(Phrase grounding data)
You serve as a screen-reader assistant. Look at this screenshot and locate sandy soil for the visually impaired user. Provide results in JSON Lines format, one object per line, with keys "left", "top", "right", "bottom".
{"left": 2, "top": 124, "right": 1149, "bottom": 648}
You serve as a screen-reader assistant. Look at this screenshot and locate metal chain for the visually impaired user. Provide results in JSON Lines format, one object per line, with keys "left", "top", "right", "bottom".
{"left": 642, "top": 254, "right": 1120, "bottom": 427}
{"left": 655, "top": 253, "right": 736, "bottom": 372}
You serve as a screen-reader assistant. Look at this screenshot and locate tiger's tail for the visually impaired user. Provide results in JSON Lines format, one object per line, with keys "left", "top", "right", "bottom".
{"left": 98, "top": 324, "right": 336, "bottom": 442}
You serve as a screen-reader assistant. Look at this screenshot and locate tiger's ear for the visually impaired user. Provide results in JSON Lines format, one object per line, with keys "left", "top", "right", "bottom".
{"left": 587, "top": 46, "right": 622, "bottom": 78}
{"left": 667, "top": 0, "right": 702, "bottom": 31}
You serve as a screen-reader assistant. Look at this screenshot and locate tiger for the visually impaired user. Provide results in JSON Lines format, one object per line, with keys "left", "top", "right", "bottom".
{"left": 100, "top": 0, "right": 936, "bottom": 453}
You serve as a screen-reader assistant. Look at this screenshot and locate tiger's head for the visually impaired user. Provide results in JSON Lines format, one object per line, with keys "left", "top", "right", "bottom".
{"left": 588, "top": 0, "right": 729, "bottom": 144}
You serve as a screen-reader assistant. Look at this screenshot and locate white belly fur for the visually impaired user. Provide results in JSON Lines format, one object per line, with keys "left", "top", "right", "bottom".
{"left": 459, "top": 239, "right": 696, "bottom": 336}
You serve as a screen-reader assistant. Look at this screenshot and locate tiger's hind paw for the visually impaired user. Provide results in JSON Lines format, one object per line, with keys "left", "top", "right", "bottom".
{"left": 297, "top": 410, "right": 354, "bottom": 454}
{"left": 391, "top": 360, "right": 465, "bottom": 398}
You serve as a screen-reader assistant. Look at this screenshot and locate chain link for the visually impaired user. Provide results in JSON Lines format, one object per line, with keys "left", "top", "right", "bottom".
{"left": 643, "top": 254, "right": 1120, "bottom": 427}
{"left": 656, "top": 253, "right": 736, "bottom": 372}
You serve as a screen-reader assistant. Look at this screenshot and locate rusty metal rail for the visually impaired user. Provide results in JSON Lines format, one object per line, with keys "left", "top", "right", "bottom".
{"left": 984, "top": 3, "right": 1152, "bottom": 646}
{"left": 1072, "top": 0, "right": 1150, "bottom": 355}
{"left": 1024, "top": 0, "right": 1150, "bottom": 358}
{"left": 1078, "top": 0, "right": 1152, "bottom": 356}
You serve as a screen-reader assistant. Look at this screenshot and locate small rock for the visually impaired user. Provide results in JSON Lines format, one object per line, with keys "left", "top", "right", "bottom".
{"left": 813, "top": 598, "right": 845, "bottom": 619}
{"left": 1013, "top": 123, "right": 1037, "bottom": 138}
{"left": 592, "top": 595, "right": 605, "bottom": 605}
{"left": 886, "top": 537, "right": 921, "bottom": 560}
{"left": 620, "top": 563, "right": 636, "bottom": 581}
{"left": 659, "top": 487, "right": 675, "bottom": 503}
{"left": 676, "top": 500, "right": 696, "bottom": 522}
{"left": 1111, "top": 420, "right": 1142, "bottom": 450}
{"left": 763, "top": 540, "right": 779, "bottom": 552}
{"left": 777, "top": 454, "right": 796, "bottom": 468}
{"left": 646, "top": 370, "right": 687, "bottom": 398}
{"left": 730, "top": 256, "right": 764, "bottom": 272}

◆ Assigned task: An exact transcription of all the records is needed.

◆ Solution to this exercise:
You serve as a screen-reader assistant. Look at this screenshot and locate sandy soil for the visually impaired user. Provide results in JSON Lines format, one object per line, with keys "left", "top", "right", "bottom".
{"left": 2, "top": 124, "right": 1149, "bottom": 648}
You serve as a screen-reader assistant. Look at this screenshot and locate metal chain for the visually impaired user. Provide results in JSON Lines format, one object per line, with keys "left", "top", "right", "bottom".
{"left": 642, "top": 254, "right": 1120, "bottom": 427}
{"left": 655, "top": 253, "right": 736, "bottom": 372}
You serve as a screen-reader assistant. Look at this screenshot and locate tiger's tail for the visually impaired user. Provide results in JSON Lines format, one object per line, with keys "left", "top", "right", "bottom".
{"left": 98, "top": 324, "right": 336, "bottom": 442}
You serve as a screen-reader assistant. Look at this screenshot and locate tiger's ear for the visually impaired user. Provide results in JSON Lines format, one object per line, with keys "left", "top", "right", "bottom".
{"left": 587, "top": 46, "right": 622, "bottom": 78}
{"left": 667, "top": 0, "right": 702, "bottom": 31}
You serve as a screen-reader assistant. Look at this screenshot and locate tiger for the visually impaired user. Provide results in JSON Lines format, one object per line, with keys "left", "top", "right", "bottom".
{"left": 100, "top": 0, "right": 936, "bottom": 453}
You serve as a screen-reader assistant. Look at this screenshot and locate tiger's head for the visually impaired user. Provide results in JSON Lines format, one object per line, with keys "left", "top", "right", "bottom".
{"left": 588, "top": 0, "right": 729, "bottom": 144}
You serve as a screen-reader assistant. Look at this screenshot and locate white belly fur for the visually impaired user. Provide results in JSON Lines format, one object per line, with keys "left", "top", "right", "bottom".
{"left": 459, "top": 239, "right": 696, "bottom": 336}
You serve as a screen-reader assistant. Look at this screenshot and locate tiger's hind paw for the visually impaired user. Provide results in JSON Lines format, one object per line, with keys "left", "top", "right", "bottom".
{"left": 297, "top": 410, "right": 354, "bottom": 454}
{"left": 391, "top": 360, "right": 465, "bottom": 398}
You serve as a screen-reader assistant. Look at this screenshot and locate chain link for the visually impaired user. Provide results in JSON Lines format, one object per line, with keys "left", "top", "right", "bottom".
{"left": 643, "top": 254, "right": 1120, "bottom": 427}
{"left": 656, "top": 253, "right": 736, "bottom": 372}
You serve as a screen-reader assistant. Look at this screenshot and locate rusty metal rail for the visually impaired user. Provide results in JSON Lines format, one object per line, with keys "left", "top", "right", "bottom".
{"left": 984, "top": 3, "right": 1152, "bottom": 646}
{"left": 1072, "top": 0, "right": 1150, "bottom": 355}
{"left": 1024, "top": 0, "right": 1150, "bottom": 358}
{"left": 1078, "top": 0, "right": 1152, "bottom": 356}
You serve as a screen-reader assistant. Look at this screenshot and locate small rock for the visually impaired user. Provide results in JSON Lines format, one object per line, with keys "left", "top", "right", "bottom".
{"left": 813, "top": 598, "right": 845, "bottom": 619}
{"left": 1013, "top": 123, "right": 1037, "bottom": 138}
{"left": 592, "top": 595, "right": 605, "bottom": 605}
{"left": 886, "top": 537, "right": 921, "bottom": 560}
{"left": 620, "top": 563, "right": 636, "bottom": 581}
{"left": 659, "top": 487, "right": 675, "bottom": 503}
{"left": 676, "top": 500, "right": 696, "bottom": 522}
{"left": 1111, "top": 420, "right": 1142, "bottom": 450}
{"left": 763, "top": 540, "right": 779, "bottom": 552}
{"left": 777, "top": 454, "right": 796, "bottom": 468}
{"left": 646, "top": 370, "right": 687, "bottom": 398}
{"left": 730, "top": 256, "right": 764, "bottom": 272}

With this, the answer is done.